Records from a collection:
_ _ _ _ _

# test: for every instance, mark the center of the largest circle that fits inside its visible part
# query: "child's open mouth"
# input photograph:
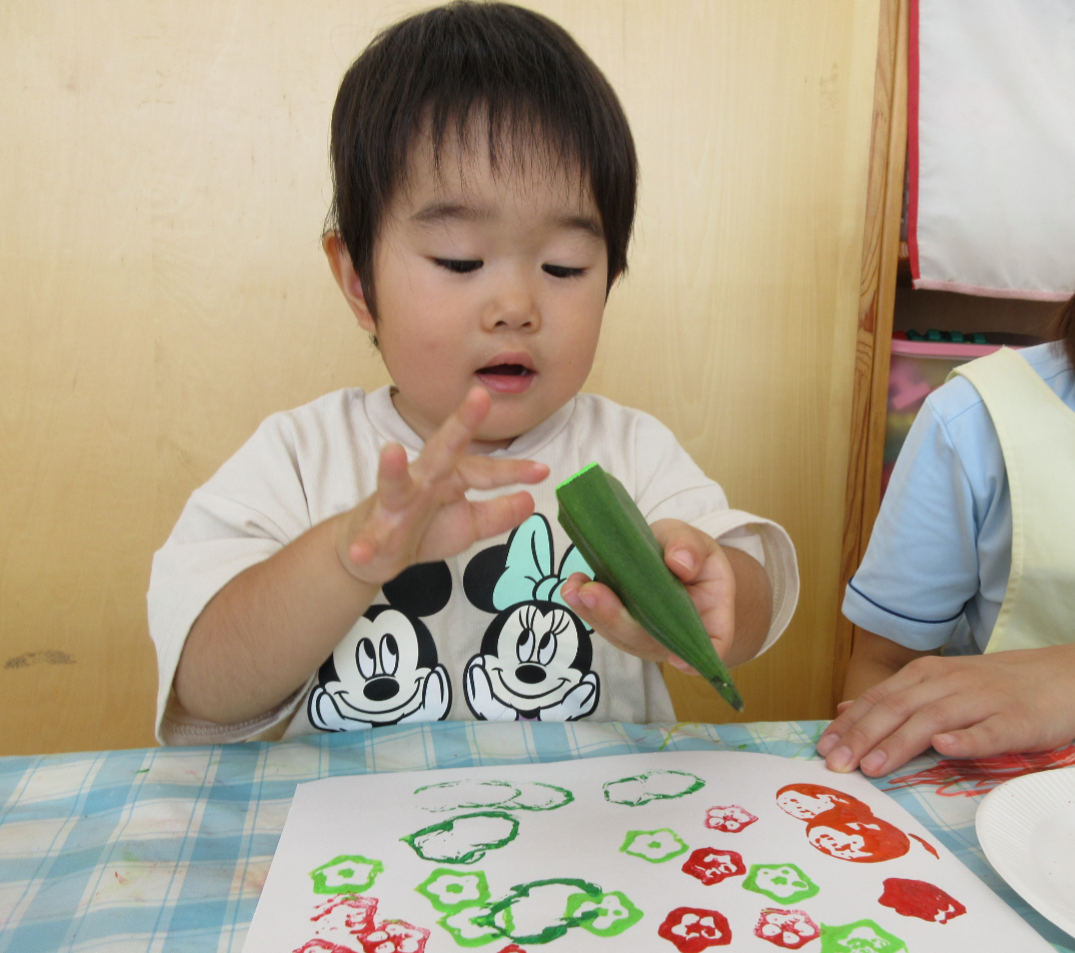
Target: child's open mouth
(506, 378)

_ _ _ _ _

[Direction]:
Rewrite every line of the records above, requests included, raising each coordinate in the answers by 31. Leave out the pictures.

[Correct answer]:
# test: for every instance, mark the center of the largest circle that fits inside its visible part
# query: "child's open mouth"
# input photograph:
Target: child's open mouth
(537, 409)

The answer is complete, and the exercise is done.